撤退のタイミングを計る投資家

【検証】アクティビストが企業から撤退するとき!株価はどう動くのか?

日本でもその勢いを強めつつある「アクティビスト(物言う株主)」。

2018年5月には米国のアクティビストであるバリューアクト・キャピタル がオリンパス <7733> の大量保有を報告、旧村上ファンドのメンバーが創設者であるエフィッシモ・キャピタル・マネージメントは東芝 <6502>、リコー <7752>などへの積極的な投資姿勢を見せるなど、国内外問わず日本株へアクティビストとして投資を行うファンドが目立つようになってきています。

2008年のリーマンショック以後、影を潜めていたアクティビストでしたが、日本国内で2015年からコーポレートガバナンスコード(企業統治指針)やスチュワードシップコードの導入が始まったことにより、再び日本の株式市場でも名を聞くようになりました。

アクティビストの株式取得件数は右肩上がりとなっており、個人投資家としても無視出来ない存在になってきていることは間違いありません。

そこで今回はアクティビストの株式保有が株価に与える影響を見ていくとともに、そういった動きを踏まえたうえでのアクティビストのメリット・デメリットなどについても考えていくことにしましょう。
——————————
- 作業内容:
1. アクティビストに関する出典の記事を二文で要約せよ。
2. 出典の記事によると、2018年5月にバリューアクト・キャピタルが大量保有を報告した企業はどこか。

- データセット項目:
——————————
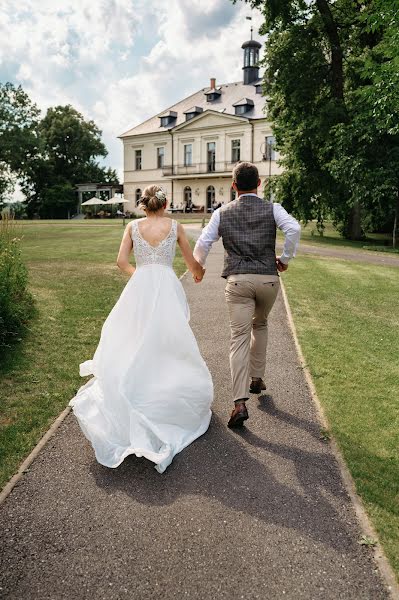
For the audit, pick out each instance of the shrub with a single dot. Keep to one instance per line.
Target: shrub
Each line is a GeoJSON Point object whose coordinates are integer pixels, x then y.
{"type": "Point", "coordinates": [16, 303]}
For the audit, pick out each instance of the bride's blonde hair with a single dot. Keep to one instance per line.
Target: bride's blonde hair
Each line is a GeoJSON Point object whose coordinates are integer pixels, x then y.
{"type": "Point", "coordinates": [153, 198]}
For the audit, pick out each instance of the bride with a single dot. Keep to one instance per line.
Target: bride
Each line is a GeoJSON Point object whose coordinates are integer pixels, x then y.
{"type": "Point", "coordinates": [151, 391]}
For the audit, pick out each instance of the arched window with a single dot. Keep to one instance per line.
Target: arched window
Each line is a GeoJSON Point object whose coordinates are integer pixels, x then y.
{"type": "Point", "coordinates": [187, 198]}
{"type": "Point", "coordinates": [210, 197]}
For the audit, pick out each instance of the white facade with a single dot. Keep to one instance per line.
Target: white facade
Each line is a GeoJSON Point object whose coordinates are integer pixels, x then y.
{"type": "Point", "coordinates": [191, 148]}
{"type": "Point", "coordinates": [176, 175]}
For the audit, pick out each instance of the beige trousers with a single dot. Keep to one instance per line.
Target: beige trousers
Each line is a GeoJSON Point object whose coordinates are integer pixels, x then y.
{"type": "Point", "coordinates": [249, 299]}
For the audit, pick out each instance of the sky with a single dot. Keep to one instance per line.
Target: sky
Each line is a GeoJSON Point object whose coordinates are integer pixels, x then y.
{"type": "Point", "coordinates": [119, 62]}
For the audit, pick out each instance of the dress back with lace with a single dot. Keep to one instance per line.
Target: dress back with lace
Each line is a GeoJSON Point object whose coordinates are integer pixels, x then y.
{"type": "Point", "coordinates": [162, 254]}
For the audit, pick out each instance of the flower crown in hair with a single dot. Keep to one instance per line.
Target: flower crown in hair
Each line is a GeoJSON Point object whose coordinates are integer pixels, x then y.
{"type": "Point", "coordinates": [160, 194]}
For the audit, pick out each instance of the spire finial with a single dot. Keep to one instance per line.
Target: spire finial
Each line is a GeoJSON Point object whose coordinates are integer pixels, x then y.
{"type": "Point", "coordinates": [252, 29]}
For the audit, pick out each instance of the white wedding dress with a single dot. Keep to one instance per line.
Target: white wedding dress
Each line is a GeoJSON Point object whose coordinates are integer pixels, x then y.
——————————
- 各作業の解答:
1. 日本でアクティビスト(物言う株主)が勢いを強めている。リーマンショック以後は影を潜めていたが、2015年からのコーポレートガバナンスコードやスチュワードシップコードの導入により再び名を聞くようになり、記事はその株式保有が株価に与える影響とメリット・デメリットを考えるとしている。

2. オリンパスである。